TEXT TO READ -

This is not the first time Vice President
Msika has expressed words of
wisdom. When the illegal and violent invasion of
white owned farms by
so-called war-veterans started, he unequivocally said
that was wrong and the
invaders should leave the farms forthwith. Other
members of the government,
namely John Nkomo and Dumiso Dabengwa agreed with
Msika and echoed his
words.
Unfortunately, when President Robert
Mugabe returned from one of his
frequent jaunts abroad, he whipped them into
line and said the government
would not take any action against the illegal
invaders. If Msika, Dabengwa,
Nkomo and others of like mind had held their
ground and insisted that that
was no way to carry out land reform, the
scenario in Zimbabwe would be
different and definitely better
today.
Zimbabwe’s tragedy is that all Zanu PF leaders, especially
the
“honourable ministers” don’t have the courage of their convictions.
When
they discover that their convictions are not in line with the thinking
of
President Mugabe, they quickly swallow their words, and make an about
turn
and loudly sing their master’s voice.
What Vice President
Msika said is so true. However, for such straight
forward and honest talk to
be a rarity in such dire straights as ours is
indeed an indictment on our own
political leadership. It shows that we are
in for a long poverty-ridden haul
for no country was ever built on
propaganda and lies.

SUPPLIED DATA -
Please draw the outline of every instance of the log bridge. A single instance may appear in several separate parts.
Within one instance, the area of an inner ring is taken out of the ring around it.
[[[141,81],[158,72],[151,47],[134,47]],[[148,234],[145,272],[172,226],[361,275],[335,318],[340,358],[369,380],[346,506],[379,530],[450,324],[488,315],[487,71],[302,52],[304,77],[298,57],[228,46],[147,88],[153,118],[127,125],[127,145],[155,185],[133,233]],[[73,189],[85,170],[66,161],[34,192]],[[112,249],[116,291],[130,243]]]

PROMPT -
Rewrite the text on Zimbabwe's political leadership from "Zimbabwe’s tragedy is" up to and including "their master’s voice.", putting "beliefs" in place of "convictions".

RIGHT ANSWER -
Zimbabwe’s tragedy is that all Zanu PF leaders, especially
the
“honourable ministers” don’t have the courage of their beliefs.
When
they discover that their beliefs are not in line with the thinking
of
President Mugabe, they quickly swallow their words, and make an about
turn
and loudly sing their master’s voice.